======== SUPPLIED DATA

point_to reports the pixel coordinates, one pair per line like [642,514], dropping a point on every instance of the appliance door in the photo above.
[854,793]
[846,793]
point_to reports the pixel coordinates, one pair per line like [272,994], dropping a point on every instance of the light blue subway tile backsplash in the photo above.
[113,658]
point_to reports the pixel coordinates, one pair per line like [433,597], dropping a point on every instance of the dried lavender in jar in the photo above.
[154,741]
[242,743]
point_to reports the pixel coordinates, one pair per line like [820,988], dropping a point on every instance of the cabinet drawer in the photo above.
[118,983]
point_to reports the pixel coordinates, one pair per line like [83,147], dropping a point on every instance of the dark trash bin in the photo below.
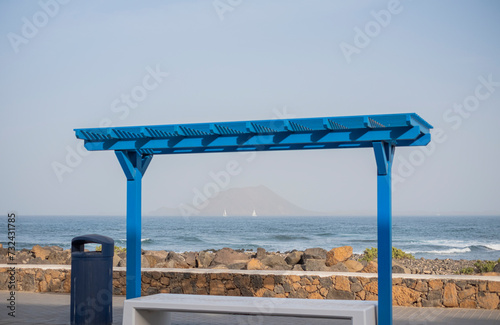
[92,281]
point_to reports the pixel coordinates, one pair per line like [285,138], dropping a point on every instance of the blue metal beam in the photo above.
[291,134]
[384,154]
[134,166]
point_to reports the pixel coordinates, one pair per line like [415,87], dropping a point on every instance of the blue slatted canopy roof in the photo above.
[288,134]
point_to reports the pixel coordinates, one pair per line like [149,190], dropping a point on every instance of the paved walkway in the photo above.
[49,308]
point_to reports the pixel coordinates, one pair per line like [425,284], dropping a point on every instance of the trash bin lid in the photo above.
[107,244]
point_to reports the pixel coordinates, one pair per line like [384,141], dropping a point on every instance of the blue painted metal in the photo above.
[134,165]
[136,145]
[384,154]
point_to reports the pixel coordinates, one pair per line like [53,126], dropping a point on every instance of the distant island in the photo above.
[241,202]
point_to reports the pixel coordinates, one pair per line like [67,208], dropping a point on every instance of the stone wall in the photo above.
[408,290]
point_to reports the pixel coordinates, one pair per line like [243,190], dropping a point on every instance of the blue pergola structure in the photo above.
[135,146]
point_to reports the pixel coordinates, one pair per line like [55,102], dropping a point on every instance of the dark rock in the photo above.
[300,293]
[190,258]
[314,253]
[204,259]
[431,303]
[261,253]
[396,268]
[340,295]
[276,262]
[315,265]
[326,282]
[294,257]
[237,266]
[227,256]
[256,281]
[339,267]
[435,295]
[175,260]
[356,287]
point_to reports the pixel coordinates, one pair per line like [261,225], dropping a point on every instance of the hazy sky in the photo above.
[74,64]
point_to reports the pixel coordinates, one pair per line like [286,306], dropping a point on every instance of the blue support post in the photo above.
[384,153]
[134,165]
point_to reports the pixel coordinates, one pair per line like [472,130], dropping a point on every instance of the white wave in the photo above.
[495,247]
[453,243]
[448,251]
[123,240]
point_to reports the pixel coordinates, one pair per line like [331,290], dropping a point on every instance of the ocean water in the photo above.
[430,237]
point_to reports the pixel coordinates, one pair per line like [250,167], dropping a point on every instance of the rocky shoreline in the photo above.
[339,259]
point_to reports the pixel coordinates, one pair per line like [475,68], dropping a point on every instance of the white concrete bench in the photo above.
[157,309]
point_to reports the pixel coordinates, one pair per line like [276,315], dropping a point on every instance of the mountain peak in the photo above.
[243,202]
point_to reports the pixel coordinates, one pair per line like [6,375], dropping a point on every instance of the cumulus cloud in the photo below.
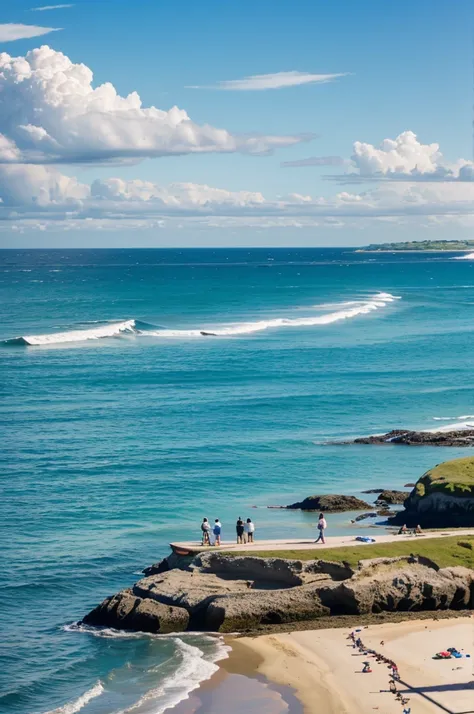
[258,82]
[52,7]
[31,192]
[315,161]
[404,158]
[11,31]
[50,112]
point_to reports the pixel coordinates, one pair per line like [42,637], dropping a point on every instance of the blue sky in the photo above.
[407,67]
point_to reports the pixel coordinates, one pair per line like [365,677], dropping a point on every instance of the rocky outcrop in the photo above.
[392,497]
[236,613]
[125,611]
[462,437]
[442,497]
[330,503]
[221,593]
[411,587]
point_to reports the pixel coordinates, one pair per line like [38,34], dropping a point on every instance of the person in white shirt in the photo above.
[322,525]
[217,530]
[249,530]
[206,532]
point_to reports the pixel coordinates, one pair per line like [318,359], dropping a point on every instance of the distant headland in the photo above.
[419,245]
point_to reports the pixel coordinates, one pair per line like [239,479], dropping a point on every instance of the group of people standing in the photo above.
[245,531]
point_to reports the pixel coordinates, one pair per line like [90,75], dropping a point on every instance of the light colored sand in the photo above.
[331,542]
[325,669]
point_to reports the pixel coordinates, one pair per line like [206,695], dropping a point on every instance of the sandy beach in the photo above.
[325,670]
[309,544]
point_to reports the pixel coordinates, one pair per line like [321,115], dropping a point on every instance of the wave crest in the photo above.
[80,702]
[346,311]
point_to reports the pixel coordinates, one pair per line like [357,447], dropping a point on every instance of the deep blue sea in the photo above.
[123,426]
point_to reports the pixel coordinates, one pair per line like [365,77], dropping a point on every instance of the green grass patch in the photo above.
[454,477]
[445,552]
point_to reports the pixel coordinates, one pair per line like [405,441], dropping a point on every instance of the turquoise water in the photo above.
[114,446]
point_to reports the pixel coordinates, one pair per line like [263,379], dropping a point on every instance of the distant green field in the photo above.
[445,552]
[454,477]
[424,245]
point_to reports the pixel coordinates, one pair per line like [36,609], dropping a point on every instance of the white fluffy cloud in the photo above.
[404,158]
[278,80]
[42,192]
[50,112]
[12,31]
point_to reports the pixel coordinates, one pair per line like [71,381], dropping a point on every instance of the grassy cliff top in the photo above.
[446,552]
[454,477]
[423,245]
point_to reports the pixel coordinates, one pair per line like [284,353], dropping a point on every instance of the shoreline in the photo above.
[419,250]
[324,669]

================

SET TASK
Write out the entries above word for word. Do not include the pictures.

OUTPUT OF THE EXERCISE
point_to reports the pixel coordinates, one pair per line like [642,514], dropping a point on every instance of the appliance door in the photo above.
[854,793]
[846,793]
point_to reports the pixel coordinates, one pair per line like [272,994], dropping a point on every instance of the light blue subway tile backsplash in the photo above.
[113,658]
point_to reports the pixel coordinates, one pair per line like [433,597], dropping a point on every instance of the dried lavender in jar in the photo above.
[154,741]
[242,743]
point_to reports the pixel coordinates, one pair per line like [820,988], dropping a point on every instance of the cabinet drawer in the photo above.
[118,983]
point_to reports the pixel coordinates, one pair per line like [83,147], dropping a point on every instance of the dark trash bin in the photo below.
[92,281]
point_to reports the pixel coordinates, one pair per line like [285,138], dropping a point on every instance of the blue metal beam in the photo above.
[291,134]
[384,154]
[134,166]
point_to reports the pixel coordinates, one pair per line like [415,87], dropping a point on every instance of the blue slatted canopy roof in the photo above.
[288,134]
point_to reports the pixel coordinates, one pair per line like [149,190], dropping a point on every instance of the paved walkway in the photo above.
[49,308]
point_to reports the pixel coordinates, one pair per line like [425,284], dropping a point on every instance of the trash bin lid in the photo above.
[107,244]
point_to reports the pixel coordinates, one pair per line like [384,141], dropping a point on every instance of the blue painted metal in the photo above.
[134,165]
[136,145]
[384,154]
point_to reports the pixel coordinates, one pair per line like [53,126], dropping a point on every instance of the distant island in the photo above.
[241,202]
point_to reports the pixel coordinates, one pair per line like [67,208], dropping a point on every instance of the stone wall in the photo above.
[408,290]
point_to reports the pixel coordinates, one pair per line like [243,190], dropping a point on every instance of the blue pergola structure in the photo above.
[135,146]
point_to reports the pixel coordinates, one pair per line like [55,102], dropping a point on every instance of the dark rock in the photo above.
[300,293]
[190,258]
[314,253]
[204,259]
[431,303]
[261,253]
[396,268]
[340,295]
[276,262]
[315,265]
[326,282]
[294,257]
[237,266]
[227,256]
[256,281]
[339,267]
[435,295]
[175,260]
[356,287]
point_to reports the pixel coordinates, one pair per line like [261,225], dropping a point on every instance of the hazy sky in the photo above.
[74,64]
point_to reports the pixel coordinates, one pair per line like [286,306], dropping a point on every instance of the blue support post in the photo above.
[384,153]
[134,165]
point_to reports the pixel coordinates, one pair per line like [472,130], dropping a point on every instance of the white wave in the photo above.
[495,247]
[453,243]
[448,251]
[123,240]
point_to reports the pixel coordinates, one pair per line like [331,290], dropping a point on every instance of the ocean water in the photo above.
[430,237]
point_to reports the pixel coordinates, one pair per line like [250,167], dropping a point on every instance of the rocky shoreline in the photo above.
[339,259]
point_to reports the pixel coordinates, one pair per line like [475,68], dropping a point on every instance of the white concrete bench in the photo above.
[157,309]
point_to reports the pixel coordinates, one pair per line like [276,315], dropping a point on every instance of the mountain peak in the photo above.
[243,202]
point_to reports the pixel coordinates, one pair per line like [6,375], dropping a point on every instance of the cumulus cloud in the photo below.
[258,82]
[52,7]
[31,192]
[315,161]
[404,158]
[11,31]
[50,112]
point_to reports the pixel coordinates, one pair per line like [42,637], dropping a point on every instance of the blue sky in the photo above.
[407,67]
point_to reports the pixel coordinates, one pair per line like [365,677], dropping a point on every instance of the rocky outcrop in the photo above.
[392,497]
[236,613]
[125,611]
[462,437]
[442,497]
[330,503]
[221,593]
[411,587]
point_to reports the pixel coordinates, one pair per line like [38,34], dropping a point on every instance of the person in white shirt in the photo above.
[322,525]
[217,530]
[249,530]
[206,532]
point_to reports the pixel coordinates, one pair per line like [318,359], dropping a point on every instance of the distant headland in the photo above.
[419,245]
point_to reports the pixel coordinates, one pair per line like [239,479], dropping a point on every instance of the group of people standing in the photo above.
[245,531]
point_to reports the pixel coordinates, one pair per line like [90,75], dropping a point on every instance of the light colored sand in the photo above.
[331,542]
[325,669]
point_to reports the pixel coordinates, one pair per line like [206,695], dropping a point on every instance of the sandy beach in the photo above.
[325,670]
[309,544]
point_to reports the pixel coordinates, one pair per line like [321,115], dropping a point on every instance of the wave crest in the photo above.
[80,702]
[346,311]
point_to reports the pixel coordinates, one pair per line like [357,447], dropping a point on every instance of the deep blue sea in the photo above.
[123,426]
point_to reports the pixel coordinates, one pair per line like [365,77], dropping a point on every instance of the green grass patch in the photo above.
[454,477]
[445,552]
point_to reports the pixel coordinates, one pair per line like [405,441], dropping a point on every instance of the turquoise water in the photo above.
[114,446]
point_to reports the pixel coordinates, one pair per line like [263,379], dropping a point on every instance of the distant green field in the photo above.
[445,552]
[454,477]
[424,245]
point_to reports the pixel coordinates, one pair per line like [36,609], dropping a point on every instance of the white fluffy cloud in the photo above.
[404,158]
[278,80]
[42,192]
[50,112]
[12,31]
point_to reports the pixel coordinates, one pair per line like [71,381], dropping a point on every instance of the grassy cliff top in the photo above.
[446,552]
[454,477]
[423,245]
point_to reports the pixel coordinates, one pair per line like [284,353], dropping a point on every instance of the shoreline in the photo above.
[419,250]
[324,669]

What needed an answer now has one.